--- Short task ---
Turn the entries below into a JSON list of strings, one string per line, with blank lines dropped. Leave the pictures out.

——

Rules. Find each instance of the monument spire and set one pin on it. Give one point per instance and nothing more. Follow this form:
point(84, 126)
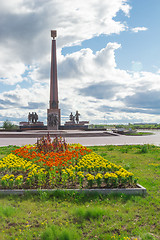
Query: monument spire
point(53, 113)
point(53, 76)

——

--- Output for this exercise ---
[
  "Rules. Find each instance of the monument spire and set one pin on it. Give one point per instance and nothing more. Follow this form:",
  "point(84, 126)",
  "Query: monument spire",
  "point(53, 113)",
  "point(53, 76)"
]